## About this exercise
Every record must be copied exactly.

Working data Block Start

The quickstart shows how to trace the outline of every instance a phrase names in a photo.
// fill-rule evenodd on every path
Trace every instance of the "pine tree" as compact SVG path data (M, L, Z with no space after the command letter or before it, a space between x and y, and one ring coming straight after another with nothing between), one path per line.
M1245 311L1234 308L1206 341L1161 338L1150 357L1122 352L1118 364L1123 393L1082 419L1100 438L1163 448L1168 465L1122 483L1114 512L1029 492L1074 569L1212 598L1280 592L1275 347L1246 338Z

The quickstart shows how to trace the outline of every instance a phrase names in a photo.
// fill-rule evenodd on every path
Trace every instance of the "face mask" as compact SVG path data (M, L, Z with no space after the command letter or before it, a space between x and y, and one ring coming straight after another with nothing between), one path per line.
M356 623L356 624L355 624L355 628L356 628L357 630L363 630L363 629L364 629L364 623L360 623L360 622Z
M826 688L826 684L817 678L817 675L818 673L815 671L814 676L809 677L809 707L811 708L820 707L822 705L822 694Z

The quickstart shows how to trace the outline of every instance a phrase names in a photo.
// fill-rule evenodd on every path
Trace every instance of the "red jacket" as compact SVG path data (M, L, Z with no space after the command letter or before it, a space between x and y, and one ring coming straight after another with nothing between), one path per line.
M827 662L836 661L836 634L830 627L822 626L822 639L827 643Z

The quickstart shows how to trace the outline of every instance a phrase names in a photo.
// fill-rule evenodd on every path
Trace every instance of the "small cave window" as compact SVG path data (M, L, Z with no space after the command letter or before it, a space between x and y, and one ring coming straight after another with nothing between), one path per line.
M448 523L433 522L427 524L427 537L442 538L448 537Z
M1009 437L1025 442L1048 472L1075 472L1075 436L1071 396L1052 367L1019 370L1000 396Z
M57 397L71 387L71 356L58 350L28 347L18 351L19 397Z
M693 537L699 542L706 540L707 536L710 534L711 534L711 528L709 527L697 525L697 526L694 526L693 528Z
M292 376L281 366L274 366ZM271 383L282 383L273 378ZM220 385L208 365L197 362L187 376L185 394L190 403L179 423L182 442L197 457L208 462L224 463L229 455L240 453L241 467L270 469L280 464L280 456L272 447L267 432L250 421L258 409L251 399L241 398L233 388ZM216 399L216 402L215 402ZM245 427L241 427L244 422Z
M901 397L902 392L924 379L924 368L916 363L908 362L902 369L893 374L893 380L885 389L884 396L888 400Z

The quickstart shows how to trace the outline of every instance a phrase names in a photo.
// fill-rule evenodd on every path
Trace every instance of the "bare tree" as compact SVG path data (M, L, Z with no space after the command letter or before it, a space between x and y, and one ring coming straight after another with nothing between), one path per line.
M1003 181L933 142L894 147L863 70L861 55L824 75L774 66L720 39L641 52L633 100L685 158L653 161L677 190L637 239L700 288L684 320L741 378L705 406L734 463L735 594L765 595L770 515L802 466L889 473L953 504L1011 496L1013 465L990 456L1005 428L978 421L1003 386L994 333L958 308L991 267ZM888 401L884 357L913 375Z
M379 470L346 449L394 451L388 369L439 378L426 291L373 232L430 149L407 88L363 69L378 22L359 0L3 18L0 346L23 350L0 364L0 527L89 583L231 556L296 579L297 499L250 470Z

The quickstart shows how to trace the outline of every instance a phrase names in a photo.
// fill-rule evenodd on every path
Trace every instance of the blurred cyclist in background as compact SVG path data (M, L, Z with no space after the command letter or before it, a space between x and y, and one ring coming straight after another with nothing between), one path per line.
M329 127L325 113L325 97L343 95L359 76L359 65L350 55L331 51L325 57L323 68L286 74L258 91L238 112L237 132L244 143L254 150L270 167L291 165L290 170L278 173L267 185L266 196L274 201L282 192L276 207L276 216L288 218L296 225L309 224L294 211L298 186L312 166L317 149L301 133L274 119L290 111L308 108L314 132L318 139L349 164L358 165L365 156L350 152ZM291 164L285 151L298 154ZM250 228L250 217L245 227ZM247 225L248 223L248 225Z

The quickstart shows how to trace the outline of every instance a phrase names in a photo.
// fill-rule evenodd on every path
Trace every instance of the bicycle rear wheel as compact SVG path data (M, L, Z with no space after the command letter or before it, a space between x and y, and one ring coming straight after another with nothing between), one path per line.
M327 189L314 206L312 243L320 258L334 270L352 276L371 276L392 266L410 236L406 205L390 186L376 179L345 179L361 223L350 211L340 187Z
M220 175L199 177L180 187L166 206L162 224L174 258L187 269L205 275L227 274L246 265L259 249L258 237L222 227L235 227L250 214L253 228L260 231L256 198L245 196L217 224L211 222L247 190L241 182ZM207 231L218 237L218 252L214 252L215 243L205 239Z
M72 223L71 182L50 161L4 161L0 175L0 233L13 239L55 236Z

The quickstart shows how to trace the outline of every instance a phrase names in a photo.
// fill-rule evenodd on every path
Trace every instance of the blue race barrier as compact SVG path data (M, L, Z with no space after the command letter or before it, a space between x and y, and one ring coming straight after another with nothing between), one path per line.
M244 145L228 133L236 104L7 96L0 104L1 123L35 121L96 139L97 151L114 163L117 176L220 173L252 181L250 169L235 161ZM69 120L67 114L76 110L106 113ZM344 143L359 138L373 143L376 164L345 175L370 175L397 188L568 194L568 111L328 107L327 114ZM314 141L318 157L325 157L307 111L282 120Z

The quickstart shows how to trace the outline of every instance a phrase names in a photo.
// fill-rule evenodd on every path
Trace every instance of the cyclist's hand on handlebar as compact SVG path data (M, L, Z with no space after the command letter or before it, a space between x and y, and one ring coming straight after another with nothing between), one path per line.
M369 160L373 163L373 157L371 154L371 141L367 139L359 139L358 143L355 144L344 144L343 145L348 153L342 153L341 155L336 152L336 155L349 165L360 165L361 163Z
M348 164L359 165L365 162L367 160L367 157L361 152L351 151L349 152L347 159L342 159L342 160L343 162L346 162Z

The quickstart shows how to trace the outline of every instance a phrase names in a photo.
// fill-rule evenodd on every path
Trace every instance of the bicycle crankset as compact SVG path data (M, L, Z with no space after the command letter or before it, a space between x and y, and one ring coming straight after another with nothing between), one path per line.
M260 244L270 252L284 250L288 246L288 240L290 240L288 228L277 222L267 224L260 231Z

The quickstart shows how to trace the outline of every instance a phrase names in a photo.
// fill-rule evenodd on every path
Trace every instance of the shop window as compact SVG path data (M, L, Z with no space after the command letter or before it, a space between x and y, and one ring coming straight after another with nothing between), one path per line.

Working data Block End

## Response area
The quickstart shows how to trace the outline of every instance a phrase names in a photo.
// fill-rule evenodd on every path
Trace every instance of the "pine tree" as compact SVG path data (M, L, Z with no space after the command letter or before it, a space between x and y, and one ring coming straight after another with nothing between), one path per line.
M1245 311L1234 308L1206 341L1161 338L1150 357L1122 352L1118 364L1123 393L1082 419L1100 438L1163 448L1168 465L1122 483L1114 512L1029 492L1074 569L1212 598L1280 592L1275 347L1246 338Z

The quickstart shows how to trace the outline of every instance a phrase names in a photo.
// fill-rule evenodd on every path
Trace every instance of the "face mask" as compact SVG path data (M, L, Z with no space after the command letter or before it, a space between x and y, and one ring coming straight after another with nothing between), one path per line.
M356 623L356 624L355 624L355 628L356 628L357 630L363 630L363 629L364 629L364 623L360 623L360 622Z
M826 688L826 684L817 678L817 675L818 673L815 671L814 676L809 677L809 707L811 708L820 707L822 705L822 694Z

The quickstart shows how to trace the outline of every instance a phrase names in a photo.
// fill-rule evenodd on every path
Trace every instance of the "red jacket" as compact SVG path data (M, L, Z with no space after the command letter or before it, a space between x and y, and one ring coming straight after another with nothing between), one path per line.
M827 662L836 661L836 634L830 627L822 626L822 639L827 643Z

The quickstart shows how to trace the outline of every instance a phrase names in a photo.
// fill-rule evenodd on every path
Trace every instance of the "small cave window" as compact SVG path data (M, L, Z with no space after the command letter or before it, a space between x and y, and one ring coming straight after another with nothing between), one path per line.
M448 523L433 522L427 524L427 537L442 538L448 537Z
M1009 437L1025 442L1048 472L1075 472L1075 436L1071 396L1052 367L1019 370L1000 396Z
M57 397L71 387L71 356L58 350L28 347L18 351L19 397Z
M693 537L699 542L706 540L707 536L710 534L711 534L711 528L709 527L697 525L697 526L694 526L693 528Z
M292 376L281 366L274 366ZM271 383L282 383L273 378ZM220 385L208 365L197 362L187 376L185 394L190 403L179 423L182 442L197 457L208 462L224 463L229 455L240 453L241 467L270 469L280 464L280 456L272 447L267 432L250 421L258 409L251 399L241 398L233 388ZM216 399L216 402L215 402ZM245 427L241 427L244 422Z
M901 397L902 392L924 379L924 368L916 363L908 362L902 369L893 374L893 380L885 389L884 396L888 400Z

The quickstart shows how to trace the outline of every instance a phrase names in a photo.
// fill-rule evenodd on every path
Trace every instance of the "bare tree" as compact SVG path data (M, L, Z with no space after the command letter or before it, a space between x and y, and one ring coming straight after another with nothing between), one path per line.
M1003 181L933 142L894 147L863 70L861 55L824 75L774 66L720 39L641 52L633 100L685 158L653 161L677 190L637 239L700 288L684 320L741 378L705 406L734 463L735 594L765 595L770 515L802 466L889 473L953 504L1011 496L1013 465L990 456L1005 428L978 421L1003 386L994 333L958 308L991 267ZM888 401L884 357L913 375Z
M379 470L346 449L394 451L388 369L439 378L426 291L373 232L430 149L407 88L363 69L378 22L359 0L3 18L0 346L23 350L0 364L0 527L89 583L231 556L296 579L297 499L250 470Z

The quickstart shows how to trace the outline of every instance a phrase names in a photo.
// fill-rule evenodd on every path
Trace every instance of the blurred cyclist in background as compact SVG path data (M, L, Z with no space after the command letter or before it, a space between x and y, and one ring coming straight after another with nothing between), one path per line.
M329 127L325 113L325 97L343 95L359 76L359 65L350 55L331 51L325 57L323 68L286 74L258 91L238 112L237 132L244 143L254 150L270 167L291 165L290 170L278 173L267 185L266 196L274 201L282 192L276 207L276 216L288 218L296 225L309 224L294 211L298 186L312 166L317 149L301 133L274 119L290 111L308 108L314 132L318 139L349 164L358 165L365 156L350 152ZM291 164L285 151L298 154ZM250 228L250 217L245 227ZM247 225L248 223L248 225Z

The quickstart shows how to trace the outline of every instance a phrase names in a photo.
// fill-rule evenodd on every path
Trace every instance of the bicycle rear wheel as compact SVG path data (M, L, Z with no space after the command letter or before it, a space between x and y, and one ring coming straight after another with nothing between), one path per line.
M327 189L314 206L312 243L320 258L334 270L352 276L371 276L392 266L410 236L406 205L390 186L376 179L345 179L361 223L350 211L340 187Z
M220 175L199 177L180 187L166 206L162 224L174 258L187 269L205 275L227 274L246 265L259 249L258 237L222 227L235 227L250 214L253 228L260 231L256 198L245 196L217 224L211 222L247 190L241 182ZM207 231L218 237L218 252L214 252L215 243L205 239Z
M72 223L71 182L50 161L4 161L0 175L0 233L13 239L55 236Z

The quickstart shows how to trace the outline of every instance a phrase names in a photo.
// fill-rule evenodd on every path
Trace every instance of the blue race barrier as compact SVG path data (M, L, Z with no space after the command letter or before it, a space between x and y, and one ring coming straight after another with nothing between), one path per line.
M244 145L228 133L236 104L7 96L0 104L1 123L35 121L96 139L97 151L114 163L117 176L220 173L252 181L250 169L235 161ZM69 120L67 114L76 110L106 113ZM344 143L359 138L373 143L376 164L345 175L370 175L397 188L568 194L568 111L328 107L327 114ZM314 141L318 157L325 157L307 111L282 120Z

The quickstart shows how to trace the outline of every instance a phrase names in a photo.
// fill-rule evenodd on every path
Trace every instance of the cyclist's hand on handlebar as compact SVG path data (M, L, Z with no space after the command letter or before it, a space between x and y, and one ring coming straight after another with nothing between), one path per line.
M369 160L373 163L373 157L371 154L371 141L367 139L359 139L358 143L355 144L344 144L343 145L348 153L342 153L341 155L336 152L336 155L349 165L360 165L361 163Z
M348 164L359 165L365 162L367 160L367 157L361 152L351 151L349 152L347 159L342 159L342 160L343 162L346 162Z

The quickstart shows how to trace the outline of every instance a phrase names in a photo.
// fill-rule evenodd on every path
Trace every instance of the bicycle crankset as compact SVG path data (M, L, Z with no space after the command letter or before it, a space between x and y, and one ring coming straight after another with nothing between), one path per line.
M260 244L270 252L284 250L288 246L288 240L290 240L288 228L277 222L267 224L260 231Z

The quickstart shows how to trace the outline of every instance a phrase names in a photo.
// fill-rule evenodd on every path
Trace every instance of the shop window as compact SVG path data (M, L, Z with no space after the command letter or before it, a space between x and y, and one ring coming straight after another with nothing between), one path per line.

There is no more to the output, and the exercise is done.